Parti dell'esercizio:
**A)** Traduci in inglese questa frase del resoconto sul concerto dei Low: "È chiaro, ai Low non importa stare sotto i riflettori in alcun modo."
**B)** Prosegui il resoconto sul concerto dei Low partendo da dopo la sua ultima frase.

Brano proposto:
▼
Un buio che ci accompagnerà per tutta la durata del concerto e che sarà interrotto (raramente) da alte luci pulsanti che non andranno mai ad illuminare il trio.
Stabili in fondo al palco solo tre colonne a led orizzontali, necessarie per la proiezione dei visuals.
Tuttavia, agli occhi risaltano subito e solo le sagome dei tre – Alan Sparhawk (voce e chitarra elettrica), Mimi Parker (voce e batteria) e Steve Garrington (basso).
È chiaro, ai Low non importa stare sotto i riflettori in alcun modo.
D’altronde, in quello che in città viene considerato come il tempio della musica non possono davvero essere loro i protagonisti.
In primo piano, su tutto, il loro sound: così ricercato e variegato, è il frutto di continue metamorfosi che accompagnano il gruppo sin dagli esordi.

Ad interrompere il religioso silenzio dell’attesa è ‘Quorum‘, brano iniziale anche di quel “Double Negative” da molti considerato uno dei best album tra le uscite del 2018.
Ed è proprio questo disco il fulcro della serata il cui incedere è lento e cadenzato.
Tra atmosfere rarefatte, echi a doppie voci ed un basso a dir poco granitico, si alternano momenti di morbida pacatezza ad esercizi di stile.

Quello dei Low è un live nel quale trovano spazio ballad (‘Holy Ghost‘), brani che strizzano l’occhio all’indie folk (‘What Part Of Me‘) e all’elettronica (‘Fly‘) – pattern in realtà presente durante tutta l’esibizione.
▲
Dati forniti:
▼
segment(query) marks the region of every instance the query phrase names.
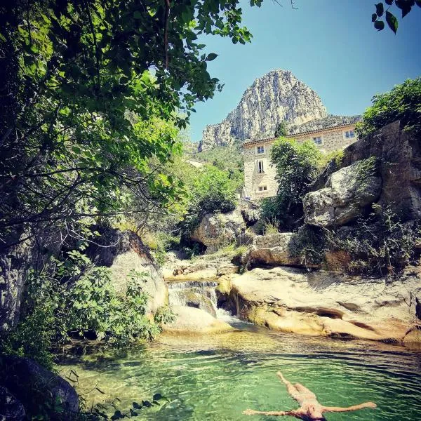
▲
Risposte ai compiti:
**A)** Clearly, Low don't care about being in the spotlight in any way.

**B)**
Il momento più alto lo si raggiunge indubbiamente verso la fine, quando in ‘Do You Know How To Waltz‘ chitarra e basso restituiscono ai presenti un lungo, incantevole ed indimenticabile momento.
In bilico tra post rock e noise, Alan Sparhawk e Steve Garrington costruiscono e demoliscono, mattone dopo mattone, un muro intenso tanto quanto destabilizzante.
Il primo non esita nell’affondare i denti tra le corde della chitarra; il secondo, continuamente ricurvo sul proprio strumento, va alla ricerca della perfezione in un caos sonoro che apparentemente non ha capo né coda.

Poche parole, quel che basta per ringraziare i presenti «per tutto il calore percepito in così poco tempo»: a parlare con evidente emozione è solo lui, Alan Sparhawk.
Nonostante sia visibilmente stanco, sembra quasi non aver voglia di lasciare il palco – e noi, in fondo, abbiamo sperato che la serata davvero non avesse fine.